- **TO BE DONE**:
1 > Print, word for word, the stretch of the article on the USD 410 office project from "To avoid a local" through "time, Noble said.".
2 > Using the article on the USD 410 office project, answer the following:
(a) On what date did patrons approve the bond issue?
(b) For what price did the board agree to buy the old Midway facility?
(c) To what level has the tax collection rate in the USD 410 area slipped this year?
3 > Carry the article on the USD 410 office project forward, picking up after its final sentence.

start SOURCE PASSAGE

Written by Don Ratzlaff Tuesday, 26 October 2010 16:42
If Unified School District 410 hits its targeted start date of “on or before Jan. 1, 2011” for its central-office and transportation center complex, three and a half years will have passed since the project was initially commissioned by voters.
It originally was included as part of a $6.625 million bond issue patrons approved June 5, 2007, that included a new football stadium in partnership with Tabor College as well as additions to the high school and elementary school.
A lot has happened since the vote.
Lawsuit and a fire
Almost immediately after the vote, a USD 410 patron filed a lawsuit to block the projects. Funding for all but the stadium was released fairly soon and the entire suit eventually was settled.
Meanwhile, the targeted location for the central office changed twice. It was originally proposed as a renovation within the city-owned former AMPI building at a cost of $475,000. But a fire the following spring called into question the longterm integrity of the building.
The board then bought 10 acres along North Adams Street with the intent of building a new facility. But architectural estimates for that project exceeded $1 million and was deemed by the board to be unaffordable.
When Midway Motors announced it would be building a new auto dealership along U.S. Highway 56, the board negotiated an agreement about two years ago to buy the old facility at the corner of D and Date streets for $395,000.
The facility, built in 1965 and expanded in 1975 provides 15,862 square feet in total, including 4,330 for offices.
“The board discovered we could get twice as much square feet for half the price of building new,” Noble said of the purchase.
Then the economy tanked in 2009. The future of General Motors—including the Midway dealership in Hillsboro—was in question for a time.
Even when that crisis passed and Midway was reassured of its immediate future, the recession caused property valuations to decrease in Kansas. That, in turn, affected tax revenue issued to schools and other public institutions.
Once again, the district’s project was affected.
“The state has cut equalization aid out of capital outlay,” Noble said. “We used to get an additional about 25 percent state matching funds of what we generate locally (through property taxes) to fund our capital outlay because we’re a poor district, valuation-wise.”
But because agricultural property valuations within USD 410 remained relatively stable compared to residential and oil-and-gas properties elsewhere in the state, 410’s rank among other school districts actually climbed, meaning less state equalization aid than had been anticipated.
That threw a monkey wrench into the board’s intention to spend $250,000 on the Midway remodel.
The district has about $150,000 left of the bond-and-interest money earmarked for the project and almost $700,000 in its capital outlay fund. But the district needs a sizeable reserve in the capital outlay plan in case of major facility emergencies and repairs, Noble said.
“If we had used all the bond-and-interest money, the bond-and-interest mill levy would have jumped by 3 mills,” Noble said.
To avoid a local property-tax increase in tough times, the board accepted Noble’s recommendation at its recent meeting to use the $150,000 in bond-and-interest to pay down the debt.
One other financial factor is an outgrowth of the recession: Tax collection rates have gone down in the USD 410 area. It was as high as 95 percent five years ago, but has slipped to 90 percent this year as strapped taxpayers ask for extensions or ignore payment deadlines.
“We will eventually collect (extension money), but not in this budget year, and that doesn’t help us,” Noble said.
Hoping for good bids
The board is proceeding with the hope that bids for the project will come within the $250,000 cap. If they don’t, the board may decide to pursue the project in phases over time, Noble said.
The priority phase is the office area, which includes new exterior walls to replace the large, energy-inefficient showroom windows on the building’s south end.

end SOURCE PASSAGE
start ENTRIES

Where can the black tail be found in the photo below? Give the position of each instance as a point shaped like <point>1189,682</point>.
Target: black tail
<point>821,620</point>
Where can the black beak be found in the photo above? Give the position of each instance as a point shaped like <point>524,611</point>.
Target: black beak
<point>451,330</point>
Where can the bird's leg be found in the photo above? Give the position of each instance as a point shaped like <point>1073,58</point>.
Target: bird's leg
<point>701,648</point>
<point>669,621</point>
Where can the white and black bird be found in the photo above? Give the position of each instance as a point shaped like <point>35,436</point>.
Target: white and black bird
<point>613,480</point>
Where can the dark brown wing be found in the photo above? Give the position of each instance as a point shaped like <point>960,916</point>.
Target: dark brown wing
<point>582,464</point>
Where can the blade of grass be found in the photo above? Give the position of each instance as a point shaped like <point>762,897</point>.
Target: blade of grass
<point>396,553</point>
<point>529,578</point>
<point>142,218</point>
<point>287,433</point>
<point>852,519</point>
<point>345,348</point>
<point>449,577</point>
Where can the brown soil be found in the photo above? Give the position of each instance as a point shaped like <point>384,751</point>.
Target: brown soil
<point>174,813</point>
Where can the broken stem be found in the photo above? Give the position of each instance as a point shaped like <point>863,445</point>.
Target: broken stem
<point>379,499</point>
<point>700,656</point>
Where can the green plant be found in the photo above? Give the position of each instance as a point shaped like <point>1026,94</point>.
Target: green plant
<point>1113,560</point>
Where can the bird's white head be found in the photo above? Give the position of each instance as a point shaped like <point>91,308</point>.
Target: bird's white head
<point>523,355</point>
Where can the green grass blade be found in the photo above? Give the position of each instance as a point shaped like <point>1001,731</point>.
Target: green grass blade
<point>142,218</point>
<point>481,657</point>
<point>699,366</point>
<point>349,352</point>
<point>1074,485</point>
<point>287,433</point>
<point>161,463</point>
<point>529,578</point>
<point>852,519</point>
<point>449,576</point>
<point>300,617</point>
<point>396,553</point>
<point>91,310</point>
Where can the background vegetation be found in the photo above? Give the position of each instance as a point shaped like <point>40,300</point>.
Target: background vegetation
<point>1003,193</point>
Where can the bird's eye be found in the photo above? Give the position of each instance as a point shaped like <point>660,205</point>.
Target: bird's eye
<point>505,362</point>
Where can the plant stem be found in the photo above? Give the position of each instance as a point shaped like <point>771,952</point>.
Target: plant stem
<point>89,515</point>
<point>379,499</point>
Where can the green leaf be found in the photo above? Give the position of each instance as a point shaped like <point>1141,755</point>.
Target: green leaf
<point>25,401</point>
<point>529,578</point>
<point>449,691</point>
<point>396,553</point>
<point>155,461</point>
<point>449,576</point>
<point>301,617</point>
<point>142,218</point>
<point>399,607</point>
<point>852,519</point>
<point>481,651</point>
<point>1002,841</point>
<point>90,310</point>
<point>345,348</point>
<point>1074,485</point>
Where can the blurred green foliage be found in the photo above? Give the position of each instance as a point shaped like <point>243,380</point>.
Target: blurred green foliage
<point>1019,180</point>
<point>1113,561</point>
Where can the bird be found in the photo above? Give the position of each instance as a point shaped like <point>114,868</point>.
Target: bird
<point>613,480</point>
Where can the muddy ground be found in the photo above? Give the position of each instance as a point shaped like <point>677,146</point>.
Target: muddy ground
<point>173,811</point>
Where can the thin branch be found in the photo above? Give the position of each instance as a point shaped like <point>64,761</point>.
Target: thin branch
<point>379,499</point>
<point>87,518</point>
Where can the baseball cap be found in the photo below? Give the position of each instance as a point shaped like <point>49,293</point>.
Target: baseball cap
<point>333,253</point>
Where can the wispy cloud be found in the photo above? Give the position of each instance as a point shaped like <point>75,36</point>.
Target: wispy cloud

end ENTRIES

- **ANSWERS PROVIDED**:
1 >
To avoid a local property-tax increase in tough times, the board accepted Noble’s recommendation at its recent meeting to use the $150,000 in bond-and-interest to pay down the debt.
One other financial factor is an outgrowth of the recession: Tax collection rates have gone down in the USD 410 area. It was as high as 95 percent five years ago, but has slipped to 90 percent this year as strapped taxpayers ask for extensions or ignore payment deadlines.
“We will eventually collect (extension money), but not in this budget year, and that doesn’t help us,” Noble said.
Hoping for good bids
The board is proceeding with the hope that bids for the project will come within the $250,000 cap. If they don’t, the board may decide to pursue the project in phases over time, Noble said.

2 >
(a) June 5, 2007
(b) $395,000
(c) 90 percent

3 >
“We’ll insulate the walls and have more standard, energy-efficient windows,” Noble said.
A second phase that could be delayed would include a new board room and some back offices.
A third phase would be a double-door vestibule entry to the offices on the west side of the building.
For all the delays and headaches, Noble said the new central office and transportation center is an important project for USD 410.
First, the project will have a major cost-saving benefit. Once the project is completed, the district, for the first time, will be able to keep all of its buses under a roof.
“We’re very excited about that,” Noble said. “I’m not saying it will be that way all the time, but significant number of nights we will have our buses inside, particularly when bad weather is coming.
“That does a couple of things for us,” he added. “Our buses will then start and run better on a cold morning, and the wear and tear on our buses will significantly decrease because they won’t be in the elements all the time, like they are now.”
The timeline for rotating a bus many years ago was seven years. It was changed a few years ago to 10 years. With the new facility, Noble projects a rotation of 12 to 13 years.
“The No. 1 thing we battle over time is not the engine and transmission, it’s electrical wiring and connection points—things that get corroded and rusted out in the elements,” Noble said.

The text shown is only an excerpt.